PARTS OF THE EXERCISE >>
• A. Answer these questions using the school funding text:
(i) How much new funding for special education would the governor's plan provide?
(ii) What position does Rep. John Nygren hold on the Legislature's budget-writing committee?
(iii) How much would expanding Medicaid have saved the state over two years?
• B. Reproduce a part of the school funding text word for word: begin at the words "The governor’s plan" and stop after the words "as special education.".

SOURCE TEXT >>
++++++++++

Republicans, in the budget enacted two years ago, provided new school funding through per-pupil aid, a flat amount that does not account for a school district’s property tax base or how much they receive in other forms of aid.
The governor’s plan is different. It would provide about $606 million in new funding for special education to address the gap between services districts are required to provide those students and the funding they get to do it, and direct $64 million more toward mental health services and programs.
Another $611 million in Evers’ budget would go to general aid to districts, a type of equalization aid that uses a formula to send more funding to districts with less per-pupil property wealth.
Rep. John Nygren, R-Marinette, co-chairman of the Legislature’s budget-writing committee, has said he wants most of any new funding provided to schools to come with few strings attached for districts, rather than be tied to a specific purpose such as special education.
“I understand it’s on the wish list,” Tiffany said of Evers’ special-education funding plan. “But there’s a lot of other needs out there.”
Other sticking points could include Evers’ proposals to suspend the expansion of independent charter schools and freeze enrollment in the Milwaukee, Racine and statewide private-school voucher programs. GOP lawmakers removed these among 131 provisions in Evers’ budget that were scrapped earlier this month.
Also among the measures removed from Evers’ budget were some that helped fund his K-12 aid increase. Evers proposed to expand Medicaid under the federal health care law, which would have saved the state $324 million over two years. He also wants to cap tax breaks for large manufacturers and capital gains for high earners, in a move that would collect more than $1 billion in new tax revenue in two years, while cutting income taxes for the middle class by $834 million.

++++++++++

RECORDS >>
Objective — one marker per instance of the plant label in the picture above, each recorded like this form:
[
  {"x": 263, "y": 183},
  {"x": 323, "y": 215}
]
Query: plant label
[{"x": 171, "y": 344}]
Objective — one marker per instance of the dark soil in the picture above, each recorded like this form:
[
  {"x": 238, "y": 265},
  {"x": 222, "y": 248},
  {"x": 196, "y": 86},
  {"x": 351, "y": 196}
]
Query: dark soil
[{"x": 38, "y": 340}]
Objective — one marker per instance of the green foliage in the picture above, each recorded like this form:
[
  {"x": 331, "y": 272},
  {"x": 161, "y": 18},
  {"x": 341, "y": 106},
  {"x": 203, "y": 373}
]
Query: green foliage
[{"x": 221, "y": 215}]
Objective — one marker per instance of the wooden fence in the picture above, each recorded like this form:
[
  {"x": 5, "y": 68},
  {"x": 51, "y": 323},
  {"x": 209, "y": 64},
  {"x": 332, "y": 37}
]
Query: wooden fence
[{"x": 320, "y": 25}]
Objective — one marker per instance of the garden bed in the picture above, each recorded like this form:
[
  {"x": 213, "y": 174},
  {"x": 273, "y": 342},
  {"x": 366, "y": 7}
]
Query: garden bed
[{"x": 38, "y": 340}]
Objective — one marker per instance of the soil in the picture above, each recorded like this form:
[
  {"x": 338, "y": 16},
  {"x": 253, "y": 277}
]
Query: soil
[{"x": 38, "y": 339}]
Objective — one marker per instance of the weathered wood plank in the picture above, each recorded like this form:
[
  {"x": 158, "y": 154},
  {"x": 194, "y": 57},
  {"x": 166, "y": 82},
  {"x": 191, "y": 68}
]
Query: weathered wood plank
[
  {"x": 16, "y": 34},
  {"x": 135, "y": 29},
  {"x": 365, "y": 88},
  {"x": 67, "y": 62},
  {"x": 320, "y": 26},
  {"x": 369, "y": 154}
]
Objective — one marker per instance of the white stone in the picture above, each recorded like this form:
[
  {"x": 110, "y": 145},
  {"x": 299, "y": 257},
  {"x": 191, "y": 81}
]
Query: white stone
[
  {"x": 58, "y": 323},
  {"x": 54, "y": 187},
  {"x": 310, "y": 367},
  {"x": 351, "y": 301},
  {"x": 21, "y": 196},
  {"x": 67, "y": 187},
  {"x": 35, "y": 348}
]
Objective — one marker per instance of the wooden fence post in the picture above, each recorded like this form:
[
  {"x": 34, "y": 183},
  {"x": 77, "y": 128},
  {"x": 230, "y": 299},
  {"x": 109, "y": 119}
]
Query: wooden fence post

++++++++++

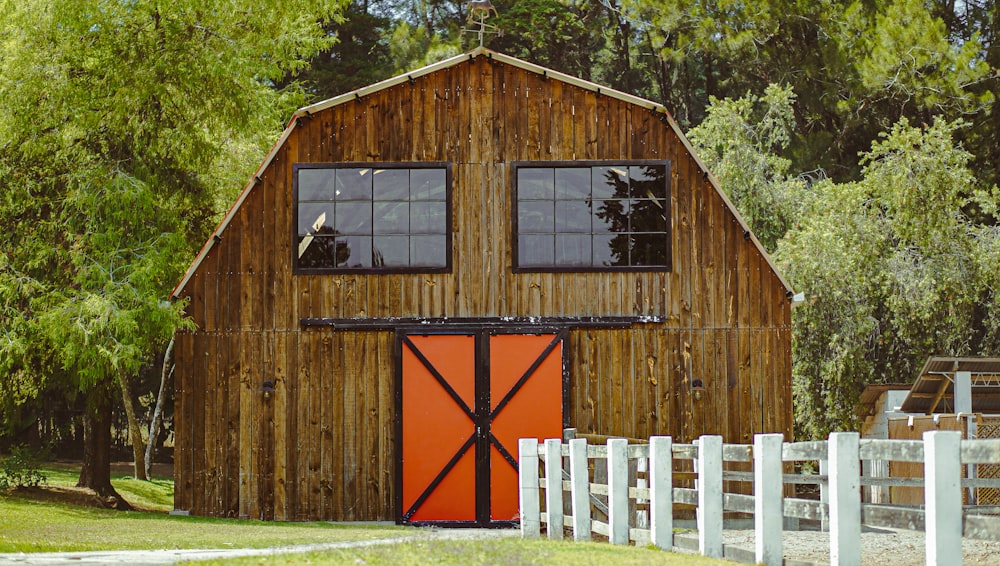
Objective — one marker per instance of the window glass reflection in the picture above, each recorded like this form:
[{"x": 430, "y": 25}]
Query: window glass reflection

++++++++++

ANSWERS PER TASK >>
• A.
(i) About $606 million.
(ii) Co-chairman.
(iii) $324 million.

• B.
The governor’s plan is different. It would provide about $606 million in new funding for special education to address the gap between services districts are required to provide those students and the funding they get to do it, and direct $64 million more toward mental health services and programs.
Another $611 million in Evers’ budget would go to general aid to districts, a type of equalization aid that uses a formula to send more funding to districts with less per-pupil property wealth.
Rep. John Nygren, R-Marinette, co-chairman of the Legislature’s budget-writing committee, has said he wants most of any new funding provided to schools to come with few strings attached for districts, rather than be tied to a specific purpose such as special education.